Quoted passage ->
** start **

Suppose I am in the business of building mathematical models for clients and a client gives me the outputs from his "random number generator" that has generated a million random numbers $x_1$, $x_2, \ldots, x_{10^6}$
all between $0$ and $1$, and all different. He would like to have a model
for the output of this random number generator as a random variable $X$.
First attempt: $X$ is a discrete random variable taking on values $x_1$, $x_2, \ldots, x_{10^6}$ with equal probability. That is indeed very satisfactory. It matches the data perfectly, the client is happy, and so am I as I pocket my fee.

** end **

Aim -> Quote the random number generator passage from "Suppose I am" up to and including "random variable $X$.". Rely only on the passage about the random number generator.

Data excerpts ->
** start **

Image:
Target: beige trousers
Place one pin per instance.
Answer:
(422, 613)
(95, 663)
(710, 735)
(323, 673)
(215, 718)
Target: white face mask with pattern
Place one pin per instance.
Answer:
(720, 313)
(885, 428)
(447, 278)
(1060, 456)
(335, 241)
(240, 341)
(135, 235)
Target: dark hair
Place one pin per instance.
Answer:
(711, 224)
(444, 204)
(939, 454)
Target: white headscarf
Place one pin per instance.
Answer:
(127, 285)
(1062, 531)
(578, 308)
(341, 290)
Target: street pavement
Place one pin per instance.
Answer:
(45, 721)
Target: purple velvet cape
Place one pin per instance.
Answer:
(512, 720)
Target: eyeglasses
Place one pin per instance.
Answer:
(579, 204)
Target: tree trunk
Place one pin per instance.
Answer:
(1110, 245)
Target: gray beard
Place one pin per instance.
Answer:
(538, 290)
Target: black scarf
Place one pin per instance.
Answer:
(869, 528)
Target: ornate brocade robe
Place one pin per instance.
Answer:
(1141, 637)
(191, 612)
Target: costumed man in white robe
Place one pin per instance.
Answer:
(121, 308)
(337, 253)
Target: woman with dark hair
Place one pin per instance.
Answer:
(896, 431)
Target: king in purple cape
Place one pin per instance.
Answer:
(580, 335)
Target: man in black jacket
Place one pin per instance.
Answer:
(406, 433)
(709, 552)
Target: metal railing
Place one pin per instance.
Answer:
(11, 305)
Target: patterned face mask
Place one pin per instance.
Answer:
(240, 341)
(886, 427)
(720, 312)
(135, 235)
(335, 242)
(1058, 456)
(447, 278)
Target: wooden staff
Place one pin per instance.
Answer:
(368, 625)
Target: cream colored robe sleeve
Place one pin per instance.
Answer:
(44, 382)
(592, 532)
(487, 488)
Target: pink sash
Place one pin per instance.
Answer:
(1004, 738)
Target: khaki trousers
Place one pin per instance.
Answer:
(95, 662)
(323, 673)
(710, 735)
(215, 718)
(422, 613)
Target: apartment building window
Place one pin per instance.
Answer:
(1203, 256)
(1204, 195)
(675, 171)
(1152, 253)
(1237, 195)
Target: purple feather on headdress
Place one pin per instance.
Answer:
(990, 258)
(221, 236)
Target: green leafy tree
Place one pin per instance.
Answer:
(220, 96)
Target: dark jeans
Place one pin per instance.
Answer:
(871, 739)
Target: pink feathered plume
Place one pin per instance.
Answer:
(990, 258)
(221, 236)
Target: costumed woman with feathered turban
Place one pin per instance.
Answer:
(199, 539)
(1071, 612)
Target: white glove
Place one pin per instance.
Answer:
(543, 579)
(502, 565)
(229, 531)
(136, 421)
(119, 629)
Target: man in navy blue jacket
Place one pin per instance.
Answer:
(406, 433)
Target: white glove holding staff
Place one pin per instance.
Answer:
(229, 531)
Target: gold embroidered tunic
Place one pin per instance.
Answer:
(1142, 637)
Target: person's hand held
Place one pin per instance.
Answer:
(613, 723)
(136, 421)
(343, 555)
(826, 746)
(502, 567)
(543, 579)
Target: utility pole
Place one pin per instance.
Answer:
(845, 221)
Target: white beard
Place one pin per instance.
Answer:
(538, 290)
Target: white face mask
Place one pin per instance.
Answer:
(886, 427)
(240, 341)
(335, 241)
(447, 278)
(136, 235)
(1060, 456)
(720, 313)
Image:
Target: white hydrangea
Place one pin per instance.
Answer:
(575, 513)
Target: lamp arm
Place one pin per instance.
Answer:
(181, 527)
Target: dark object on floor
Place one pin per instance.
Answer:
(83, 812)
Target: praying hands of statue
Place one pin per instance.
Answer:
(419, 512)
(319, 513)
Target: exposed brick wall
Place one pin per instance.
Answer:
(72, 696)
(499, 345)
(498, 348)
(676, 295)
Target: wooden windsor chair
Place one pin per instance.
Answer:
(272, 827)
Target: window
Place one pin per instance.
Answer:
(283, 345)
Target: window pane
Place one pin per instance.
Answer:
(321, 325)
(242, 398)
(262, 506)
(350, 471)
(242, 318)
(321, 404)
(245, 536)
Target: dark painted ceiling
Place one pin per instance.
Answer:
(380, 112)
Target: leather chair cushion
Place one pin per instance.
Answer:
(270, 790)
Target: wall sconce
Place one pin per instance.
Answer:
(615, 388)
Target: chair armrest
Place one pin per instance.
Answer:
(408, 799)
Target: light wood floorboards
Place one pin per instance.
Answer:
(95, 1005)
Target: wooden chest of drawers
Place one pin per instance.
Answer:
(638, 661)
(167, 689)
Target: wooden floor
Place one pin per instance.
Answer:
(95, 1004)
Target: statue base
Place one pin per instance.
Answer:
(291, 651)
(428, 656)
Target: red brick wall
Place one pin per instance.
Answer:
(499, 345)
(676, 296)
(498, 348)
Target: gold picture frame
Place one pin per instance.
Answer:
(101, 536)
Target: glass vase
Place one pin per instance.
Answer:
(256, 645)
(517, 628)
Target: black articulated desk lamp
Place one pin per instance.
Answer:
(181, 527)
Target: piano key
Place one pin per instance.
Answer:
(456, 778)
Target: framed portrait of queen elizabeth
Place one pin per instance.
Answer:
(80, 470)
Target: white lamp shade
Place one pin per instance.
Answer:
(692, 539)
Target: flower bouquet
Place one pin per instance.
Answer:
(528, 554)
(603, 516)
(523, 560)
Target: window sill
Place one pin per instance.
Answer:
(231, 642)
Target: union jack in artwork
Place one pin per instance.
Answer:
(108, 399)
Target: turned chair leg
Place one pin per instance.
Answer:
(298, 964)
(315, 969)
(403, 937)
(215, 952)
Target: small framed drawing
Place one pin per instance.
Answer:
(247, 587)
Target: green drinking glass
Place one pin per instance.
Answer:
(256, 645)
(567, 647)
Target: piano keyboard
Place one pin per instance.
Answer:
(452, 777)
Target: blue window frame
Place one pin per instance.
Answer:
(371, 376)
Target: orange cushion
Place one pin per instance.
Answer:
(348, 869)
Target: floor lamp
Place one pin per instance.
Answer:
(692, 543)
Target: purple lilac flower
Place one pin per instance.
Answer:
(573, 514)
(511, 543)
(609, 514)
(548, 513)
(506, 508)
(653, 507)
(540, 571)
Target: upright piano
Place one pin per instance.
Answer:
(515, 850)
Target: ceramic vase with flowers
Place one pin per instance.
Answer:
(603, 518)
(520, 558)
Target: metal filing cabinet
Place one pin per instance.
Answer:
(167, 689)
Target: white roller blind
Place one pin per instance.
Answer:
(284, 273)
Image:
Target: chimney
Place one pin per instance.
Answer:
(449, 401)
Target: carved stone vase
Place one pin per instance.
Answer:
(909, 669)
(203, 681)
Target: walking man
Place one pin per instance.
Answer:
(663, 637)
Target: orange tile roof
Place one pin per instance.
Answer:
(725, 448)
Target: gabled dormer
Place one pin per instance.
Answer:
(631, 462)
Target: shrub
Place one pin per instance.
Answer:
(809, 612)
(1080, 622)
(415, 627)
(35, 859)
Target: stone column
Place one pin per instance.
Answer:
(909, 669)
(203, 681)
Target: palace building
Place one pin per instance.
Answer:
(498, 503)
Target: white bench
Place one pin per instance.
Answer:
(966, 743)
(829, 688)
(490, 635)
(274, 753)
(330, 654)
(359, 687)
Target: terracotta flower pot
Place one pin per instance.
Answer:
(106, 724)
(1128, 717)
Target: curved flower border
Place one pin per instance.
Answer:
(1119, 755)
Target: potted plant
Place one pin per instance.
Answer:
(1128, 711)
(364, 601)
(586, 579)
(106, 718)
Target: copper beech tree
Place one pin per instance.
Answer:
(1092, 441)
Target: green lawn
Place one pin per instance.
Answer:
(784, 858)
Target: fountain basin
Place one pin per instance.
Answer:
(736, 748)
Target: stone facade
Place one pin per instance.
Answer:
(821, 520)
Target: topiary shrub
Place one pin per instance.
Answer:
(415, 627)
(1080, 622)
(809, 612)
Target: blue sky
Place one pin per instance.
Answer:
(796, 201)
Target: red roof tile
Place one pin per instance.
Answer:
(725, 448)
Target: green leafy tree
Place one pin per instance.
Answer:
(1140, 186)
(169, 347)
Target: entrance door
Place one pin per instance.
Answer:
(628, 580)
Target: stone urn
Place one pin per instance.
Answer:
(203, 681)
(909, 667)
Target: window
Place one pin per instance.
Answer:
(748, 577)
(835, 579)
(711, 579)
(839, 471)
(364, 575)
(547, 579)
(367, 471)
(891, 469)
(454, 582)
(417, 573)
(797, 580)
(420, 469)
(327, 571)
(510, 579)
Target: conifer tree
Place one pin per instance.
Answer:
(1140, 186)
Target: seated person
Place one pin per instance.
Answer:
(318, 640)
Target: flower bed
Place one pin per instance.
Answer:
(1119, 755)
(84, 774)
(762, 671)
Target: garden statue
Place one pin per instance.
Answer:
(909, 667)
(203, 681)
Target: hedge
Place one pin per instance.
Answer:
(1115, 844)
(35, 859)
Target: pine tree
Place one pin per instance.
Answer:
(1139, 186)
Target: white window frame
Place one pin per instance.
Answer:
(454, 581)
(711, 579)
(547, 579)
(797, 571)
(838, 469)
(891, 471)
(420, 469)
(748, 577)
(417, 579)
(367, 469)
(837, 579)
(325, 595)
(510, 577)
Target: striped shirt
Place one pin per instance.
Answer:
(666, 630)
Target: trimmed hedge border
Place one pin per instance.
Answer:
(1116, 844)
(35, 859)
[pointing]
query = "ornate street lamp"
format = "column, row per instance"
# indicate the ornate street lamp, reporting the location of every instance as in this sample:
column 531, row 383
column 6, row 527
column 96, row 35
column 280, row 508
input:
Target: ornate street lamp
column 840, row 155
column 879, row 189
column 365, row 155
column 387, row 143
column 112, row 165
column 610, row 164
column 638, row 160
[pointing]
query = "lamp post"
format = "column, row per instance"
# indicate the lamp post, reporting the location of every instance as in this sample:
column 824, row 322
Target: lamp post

** end **

Complete response ->
Suppose I am in the business of building mathematical models for clients and a client gives me the outputs from his "random number generator" that has generated a million random numbers $x_1$, $x_2, \ldots, x_{10^6}$
all between $0$ and $1$, and all different. He would like to have a model
for the output of this random number generator as a random variable $X$.